DATA FOR THIS EXERCISE:
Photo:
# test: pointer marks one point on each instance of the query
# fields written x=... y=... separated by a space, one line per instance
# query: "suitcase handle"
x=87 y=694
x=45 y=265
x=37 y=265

TASK BRIEF: Across the entries above, work out how many lines include the string "instance", and report only that figure.

ANSWER BELOW: 2